(begin)
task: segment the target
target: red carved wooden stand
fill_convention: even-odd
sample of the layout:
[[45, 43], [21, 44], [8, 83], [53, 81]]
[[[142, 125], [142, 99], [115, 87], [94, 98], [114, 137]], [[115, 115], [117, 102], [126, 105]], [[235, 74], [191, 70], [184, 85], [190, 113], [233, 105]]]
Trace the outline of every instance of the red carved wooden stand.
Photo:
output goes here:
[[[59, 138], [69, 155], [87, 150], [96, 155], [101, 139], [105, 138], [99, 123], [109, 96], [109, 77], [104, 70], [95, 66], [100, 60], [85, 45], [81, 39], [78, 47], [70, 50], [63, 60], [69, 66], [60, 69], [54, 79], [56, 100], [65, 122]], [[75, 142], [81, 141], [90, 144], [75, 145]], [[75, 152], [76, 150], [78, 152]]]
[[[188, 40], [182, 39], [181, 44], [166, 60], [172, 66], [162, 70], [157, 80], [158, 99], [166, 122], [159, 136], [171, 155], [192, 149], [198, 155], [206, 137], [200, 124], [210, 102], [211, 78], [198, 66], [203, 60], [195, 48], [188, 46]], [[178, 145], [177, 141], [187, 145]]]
(end)
__REQUIRED TASK__. Rewrite these lines with every "wooden" changed to "metal" and nothing else altered.

__EXPECTED OUTPUT__.
task: segment the target
target: red carved metal stand
fill_convention: even-odd
sample of the layout:
[[45, 43], [21, 44], [8, 83], [53, 81]]
[[[142, 125], [142, 99], [115, 87], [94, 98], [114, 137]], [[115, 115], [117, 102], [126, 105]], [[235, 74], [191, 70], [184, 85], [190, 113], [233, 105]]]
Trace the outline of every instance of the red carved metal stand.
Photo:
output goes here:
[[[59, 138], [69, 155], [87, 150], [96, 155], [101, 139], [105, 138], [99, 123], [109, 96], [109, 77], [104, 70], [95, 66], [100, 60], [85, 45], [81, 39], [78, 47], [70, 50], [63, 60], [69, 66], [60, 69], [54, 79], [56, 100], [65, 122]], [[75, 142], [81, 141], [90, 144], [75, 145]], [[75, 152], [76, 150], [78, 152]]]
[[[188, 40], [182, 39], [181, 44], [166, 60], [172, 66], [162, 70], [157, 80], [158, 99], [166, 122], [159, 136], [171, 155], [192, 149], [198, 155], [206, 137], [200, 124], [210, 102], [211, 78], [198, 66], [203, 60], [195, 48], [188, 46]], [[178, 145], [177, 141], [187, 145]]]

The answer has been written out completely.